▶ [PROBLEM DESCRIPTION] Translate this sentence from the DataLoader documentation below into Spanish: "DataLoader is the basic interface for the library."

▶ [PROVIDED PASSAGE]
— START —

Use the DataLoader by setting its capacity to _n_ (10 in this case) and
providing a batch loader function which accepts the keys and should return
_n_ number of `status` records. The result of which is a single call to
the database to return the `status` elements after number of calls to `Load()`
has hit the set capacity.

Note that the capacity also acts as a _floor_. In instances where _at least_ _n_
calls are known, all _n+1_ calls are executed depending on the
[strategy](#Strategies) used.

Internally, the DataLoader waits for the `Load()` function to be called _n_ times,
where _n_ is the initial DataLoader capacity. The `Load()` function returns a
Thunk, or ThunkMany function, which block when called until the number of calls
to Load equal the loaders capacity. Each call to the returned Thunk function
then returns the values for the keys it is attached to.

## API

#### DataLoader

> DataLoader is the basic interface for the library. It contains a provided
> strategy and cache strategy.

**`NewDataLoader(int, BatchFunction, func(int, BatchFunction) Strategy, ...Option) DataLoader`**

NewDataLoader returns a new instance of a DataLoader tracking to the capacity
provided and using the provided execution and cache strategy. The second argument
should return a strategy which accepts a capacity value and the BatchFunction

**`Load(context.Context, Key) Thunk`**

Returns a Thunk for the specified keys. Internally Load adds the
provided keys to the keys array and returns a callback function which when
called returns the values for the provided keys. Load does not block callers.

**`LoadMany(context.Context, ...Key) ThunkMany`**

Returns a ThunkMany for the specified keys. Internally LoadMany adds the
provided keys to the keys array and returns a callback function which when
called returns the values for the provided keys. LoadMany does not block
callers.

The options include:

**`WithCache(Cache) Option`**

WithCache sets the provided cache strategy on the loader

**`WithTracer(Cache) Option`**

WithTracer sets the provided tracer on the loader

#### Strategy

> Strategy is a interface to be used by implementors to hold and track data.

— END —

▶ [PROVIDED MATERIAL]

— START —

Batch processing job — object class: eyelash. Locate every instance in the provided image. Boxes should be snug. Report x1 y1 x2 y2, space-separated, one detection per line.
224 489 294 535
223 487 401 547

— END —

▶ [THE REPLY] DataLoader es la interfaz básica de la biblioteca.